§ **Задание 1**
Назовите все пьесы Мольера, упомянутые в тексте о Мольере. Приведите их заглавия в именительном падеже.
§ **Задание 2**
Перепишите без изменений отрывок текста о Мольере от слов «СГАНАРЕЛЬ, ИЛИ МНИМЫЙ» до слов «было очень непросто.» включительно.

§ **Текстовый блок**
СГАНАРЕЛЬ, ИЛИ МНИМЫЙ РОГОНОСЕЦ 2 страница



Поднакопив опыта и денег, Мольер и его товарищи в 1658 году решились вернуться в Париж и сделать новую попытку создать свой театр в столице. Культурное первенство Парижа, которое впоследствии обратится в жесткую монополию, к тому времени обозначилось уже явственно и непререкаемо. В Париже – тонкий вкус, правильная речь, изящные манеры; в провинции – грубость, невежество, вульгарность, и, явись у деревенщины претензия подражать столичным образцам, выйдет, скорее всего, не копия, а карикатура. Так что недавним бродячим комедиантам утвердиться в столице было очень непросто.

Мольер начал с того, что заручился покровительством брата короля, Месье, получил для своих актеров право называться «Труппой Месье» и добился высшей милости: разрешения показать свое искусство в Лувре, самому королю. Двадцатилетний Людовик XIV был в восторге от мольеровского фарса «Влюбленный доктор», до нас не дошедшего, и обласкал Мольера и его товарищей; отныне они станут частыми гостями в королевских замках.

Кроме двора, однако, предстояло еще заслужить расположение «города» – парижской публики. «Труппа Месье» явилась на ее суд со смешанным репертуаром. Когда шли трагедии (по преимуществу корнелевские), успех был весьма посредственный; по некоторым свидетельствам, их просто освистывали. Но Мольер привез с собой из провинции и несколько пьес собственного сочинения – «Шалого», «Любовную досаду». Они‑то и принесли труппе пылкое одобрение столичных зрителей, стосковавшихся по веселью. Правда, успехом своим они были обязаны скорее точно угаданному настроению публики и актерскому искусству Мольера, чем его авторскому мастерству.

 

«Шалый» и «Любовная досада» составляют как бы пролог к мольеровскому театру. Первое его действие, «первый круг» мольеровских комедий открывается сочинением, написанным уже в Париже, – «Смешными жеманницами» (1659). По всем своим внешним признакам это фарс: пьеса одноактная, в прозе, с грубоватыми шутками, побоями, раздеванием; она и шла, как обычно шли фарсы, в конце представления, после «большой» пьесы; а одну из ролей в ней играл Жодле – последний фарсер парижской сцены, перешедший к Мольеру из театра Маре под занавес своей актерской карьеры. Тем не менее сам Мольер предпочитал называть эту пьесу комедией, очевидно сознавая всю ее значительность и необычность.

§ **Предоставленные сведения**

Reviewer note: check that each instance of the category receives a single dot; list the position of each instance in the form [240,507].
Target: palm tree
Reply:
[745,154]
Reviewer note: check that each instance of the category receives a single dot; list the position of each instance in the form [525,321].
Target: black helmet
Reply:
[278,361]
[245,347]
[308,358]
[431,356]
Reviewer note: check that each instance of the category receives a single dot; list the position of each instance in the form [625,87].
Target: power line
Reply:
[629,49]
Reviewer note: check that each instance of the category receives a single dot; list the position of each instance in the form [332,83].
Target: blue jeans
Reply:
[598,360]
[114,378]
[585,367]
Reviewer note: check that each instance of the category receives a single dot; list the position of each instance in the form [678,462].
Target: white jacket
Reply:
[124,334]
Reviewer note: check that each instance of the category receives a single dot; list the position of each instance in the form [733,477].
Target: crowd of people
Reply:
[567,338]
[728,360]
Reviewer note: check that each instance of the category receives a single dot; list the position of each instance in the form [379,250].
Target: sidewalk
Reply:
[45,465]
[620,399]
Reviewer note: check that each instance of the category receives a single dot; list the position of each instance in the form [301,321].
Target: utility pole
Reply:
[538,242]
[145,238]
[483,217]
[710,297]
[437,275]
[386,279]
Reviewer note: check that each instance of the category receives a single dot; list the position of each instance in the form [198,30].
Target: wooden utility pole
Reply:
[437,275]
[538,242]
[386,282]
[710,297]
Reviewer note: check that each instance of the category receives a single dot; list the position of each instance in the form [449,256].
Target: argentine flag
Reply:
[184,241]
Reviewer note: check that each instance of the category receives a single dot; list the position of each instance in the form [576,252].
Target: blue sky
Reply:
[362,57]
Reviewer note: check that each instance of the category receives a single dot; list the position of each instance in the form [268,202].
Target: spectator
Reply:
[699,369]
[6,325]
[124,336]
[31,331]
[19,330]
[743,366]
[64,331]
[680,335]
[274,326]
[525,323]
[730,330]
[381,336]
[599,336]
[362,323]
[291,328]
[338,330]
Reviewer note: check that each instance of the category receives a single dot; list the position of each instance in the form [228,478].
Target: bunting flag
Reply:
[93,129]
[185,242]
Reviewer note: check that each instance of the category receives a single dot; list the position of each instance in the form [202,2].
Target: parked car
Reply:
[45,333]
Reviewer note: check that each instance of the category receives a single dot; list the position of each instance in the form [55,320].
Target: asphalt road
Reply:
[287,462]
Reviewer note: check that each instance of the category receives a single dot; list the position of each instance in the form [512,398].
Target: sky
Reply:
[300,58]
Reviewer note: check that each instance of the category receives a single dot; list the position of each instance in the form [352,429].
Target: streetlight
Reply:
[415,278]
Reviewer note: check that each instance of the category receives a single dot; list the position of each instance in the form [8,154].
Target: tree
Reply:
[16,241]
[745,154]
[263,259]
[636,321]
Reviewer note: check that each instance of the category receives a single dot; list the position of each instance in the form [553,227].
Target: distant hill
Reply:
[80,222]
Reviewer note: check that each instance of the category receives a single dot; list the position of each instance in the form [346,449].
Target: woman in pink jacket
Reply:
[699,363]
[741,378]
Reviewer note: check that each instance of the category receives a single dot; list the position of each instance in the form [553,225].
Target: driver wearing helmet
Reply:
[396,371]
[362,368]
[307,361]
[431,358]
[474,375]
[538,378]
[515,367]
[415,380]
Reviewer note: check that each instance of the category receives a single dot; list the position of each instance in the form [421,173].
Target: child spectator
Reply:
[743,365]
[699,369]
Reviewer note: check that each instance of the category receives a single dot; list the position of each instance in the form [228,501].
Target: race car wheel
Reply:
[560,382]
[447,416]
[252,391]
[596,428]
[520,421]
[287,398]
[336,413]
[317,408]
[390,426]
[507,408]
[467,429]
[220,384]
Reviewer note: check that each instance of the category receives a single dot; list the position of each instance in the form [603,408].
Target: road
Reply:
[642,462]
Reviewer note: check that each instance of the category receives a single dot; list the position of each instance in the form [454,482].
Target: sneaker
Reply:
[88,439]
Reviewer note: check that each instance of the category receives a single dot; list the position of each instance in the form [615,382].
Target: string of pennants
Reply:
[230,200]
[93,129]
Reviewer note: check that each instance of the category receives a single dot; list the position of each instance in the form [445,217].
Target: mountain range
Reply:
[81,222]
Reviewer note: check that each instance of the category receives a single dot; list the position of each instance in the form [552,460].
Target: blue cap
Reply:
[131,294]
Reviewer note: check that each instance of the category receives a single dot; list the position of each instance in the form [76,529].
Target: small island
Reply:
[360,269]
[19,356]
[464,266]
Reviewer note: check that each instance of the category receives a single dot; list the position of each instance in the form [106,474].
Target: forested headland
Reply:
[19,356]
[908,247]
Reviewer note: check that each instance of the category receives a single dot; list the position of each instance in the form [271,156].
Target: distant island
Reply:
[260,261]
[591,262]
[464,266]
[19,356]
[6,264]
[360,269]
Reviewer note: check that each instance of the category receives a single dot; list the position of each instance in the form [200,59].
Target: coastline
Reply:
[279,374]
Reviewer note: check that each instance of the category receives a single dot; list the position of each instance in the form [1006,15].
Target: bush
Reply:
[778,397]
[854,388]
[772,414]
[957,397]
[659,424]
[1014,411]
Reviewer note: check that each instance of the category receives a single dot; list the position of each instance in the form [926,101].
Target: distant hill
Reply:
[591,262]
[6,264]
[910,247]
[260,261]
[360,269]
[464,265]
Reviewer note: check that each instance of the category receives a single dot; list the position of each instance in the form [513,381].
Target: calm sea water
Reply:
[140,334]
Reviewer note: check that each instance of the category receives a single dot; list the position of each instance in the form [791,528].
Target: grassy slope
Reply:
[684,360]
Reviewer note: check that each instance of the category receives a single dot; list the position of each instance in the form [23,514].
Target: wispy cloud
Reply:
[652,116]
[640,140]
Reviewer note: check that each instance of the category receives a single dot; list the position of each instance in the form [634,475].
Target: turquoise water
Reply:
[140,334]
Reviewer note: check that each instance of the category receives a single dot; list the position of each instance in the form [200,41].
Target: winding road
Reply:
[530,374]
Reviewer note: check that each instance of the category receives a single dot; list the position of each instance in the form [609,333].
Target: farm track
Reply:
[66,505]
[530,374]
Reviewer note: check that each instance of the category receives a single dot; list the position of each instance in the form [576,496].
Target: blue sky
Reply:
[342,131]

§ **Результат 1**
«Влюбленный доктор», «Шалый», «Любовная досада», «Смешные жеманницы»

§ **Результат 2**
СГАНАРЕЛЬ, ИЛИ МНИМЫЙ РОГОНОСЕЦ 2 страница



Поднакопив опыта и денег, Мольер и его товарищи в 1658 году решились вернуться в Париж и сделать новую попытку создать свой театр в столице. Культурное первенство Парижа, которое впоследствии обратится в жесткую монополию, к тому времени обозначилось уже явственно и непререкаемо. В Париже – тонкий вкус, правильная речь, изящные манеры; в провинции – грубость, невежество, вульгарность, и, явись у деревенщины претензия подражать столичным образцам, выйдет, скорее всего, не копия, а карикатура. Так что недавним бродячим комедиантам утвердиться в столице было очень непросто.